TASK INSTRUCTIONS: Search term "single": copy each line of the records that contains it.

START DATA TO USE

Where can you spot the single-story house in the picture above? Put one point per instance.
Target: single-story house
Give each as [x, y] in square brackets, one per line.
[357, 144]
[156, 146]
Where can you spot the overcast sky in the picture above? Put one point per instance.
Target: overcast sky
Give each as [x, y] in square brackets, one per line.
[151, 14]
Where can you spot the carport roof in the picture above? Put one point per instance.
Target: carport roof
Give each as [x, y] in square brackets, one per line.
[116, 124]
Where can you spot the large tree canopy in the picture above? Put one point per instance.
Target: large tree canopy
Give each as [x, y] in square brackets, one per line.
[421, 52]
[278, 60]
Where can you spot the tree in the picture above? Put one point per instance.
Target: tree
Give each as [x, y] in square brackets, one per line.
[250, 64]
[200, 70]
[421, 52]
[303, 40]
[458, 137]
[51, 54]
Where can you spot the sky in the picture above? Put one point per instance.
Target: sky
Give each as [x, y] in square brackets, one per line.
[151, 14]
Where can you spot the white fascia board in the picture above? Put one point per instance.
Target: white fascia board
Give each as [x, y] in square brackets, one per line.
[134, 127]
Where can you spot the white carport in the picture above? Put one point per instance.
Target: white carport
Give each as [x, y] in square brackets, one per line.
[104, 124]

END DATA TO USE
START DATA TO USE

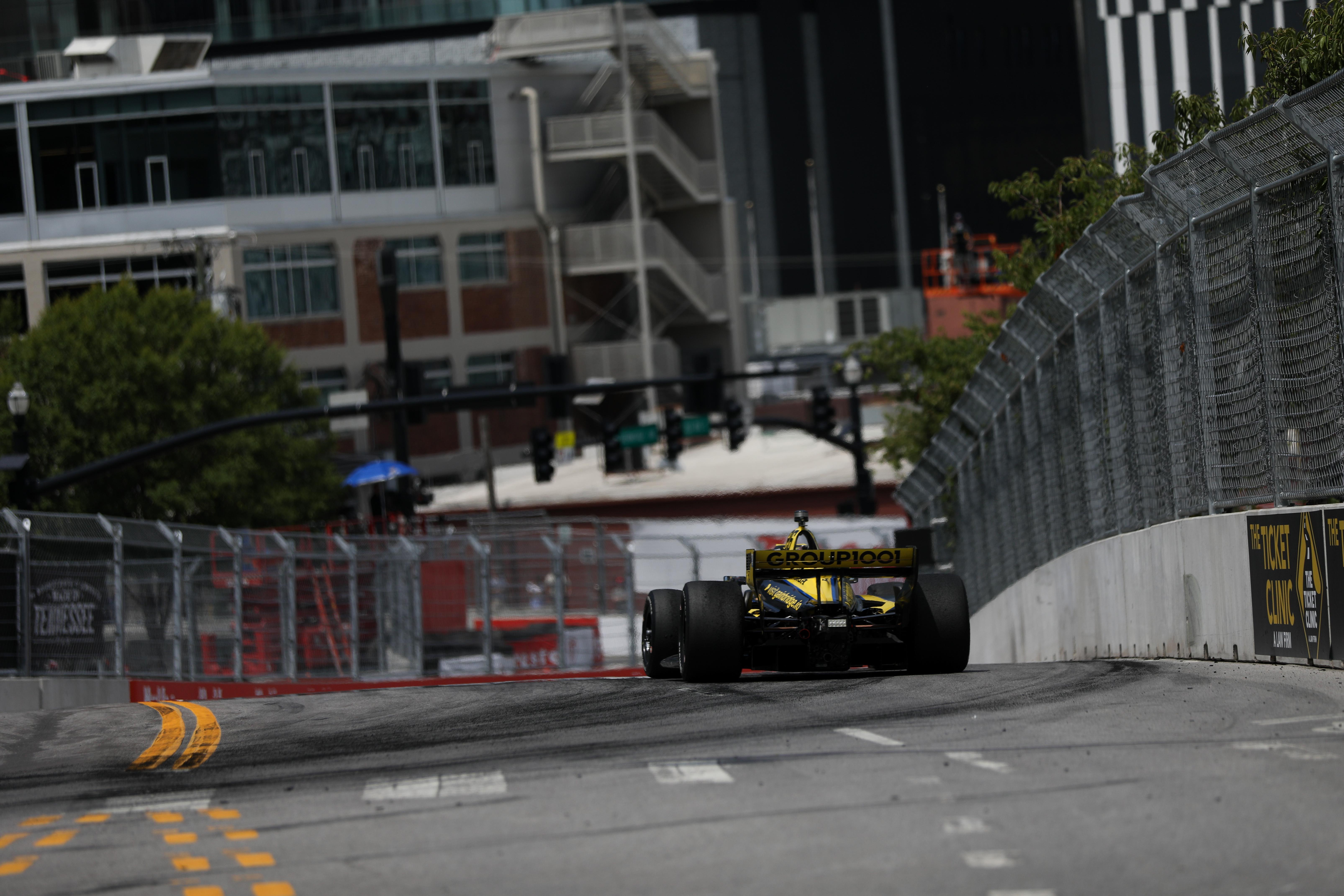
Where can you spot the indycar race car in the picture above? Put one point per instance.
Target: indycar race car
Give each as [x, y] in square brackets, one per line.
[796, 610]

END DATA TO USE
START DATA TO USE

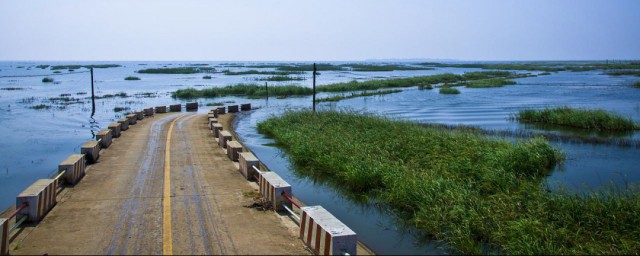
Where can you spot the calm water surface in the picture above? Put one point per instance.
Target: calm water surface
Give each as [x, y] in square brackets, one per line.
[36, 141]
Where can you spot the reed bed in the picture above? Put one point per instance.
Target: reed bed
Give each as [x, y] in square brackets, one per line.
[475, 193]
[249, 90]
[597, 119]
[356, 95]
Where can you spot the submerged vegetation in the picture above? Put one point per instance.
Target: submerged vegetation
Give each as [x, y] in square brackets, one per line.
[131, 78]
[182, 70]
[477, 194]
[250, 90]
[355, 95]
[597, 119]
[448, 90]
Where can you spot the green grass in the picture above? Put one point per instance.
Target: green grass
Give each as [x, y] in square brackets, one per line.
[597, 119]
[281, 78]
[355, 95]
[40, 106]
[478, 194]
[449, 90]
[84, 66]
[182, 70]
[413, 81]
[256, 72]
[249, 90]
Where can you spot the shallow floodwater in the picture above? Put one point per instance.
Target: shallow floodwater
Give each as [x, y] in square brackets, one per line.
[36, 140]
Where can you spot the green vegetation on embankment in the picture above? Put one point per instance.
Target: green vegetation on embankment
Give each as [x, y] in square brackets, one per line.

END DATA TO USE

TASK RESPONSE:
Where can you spot the single-story house in the picture above? Put one point per instance.
Target: single-story house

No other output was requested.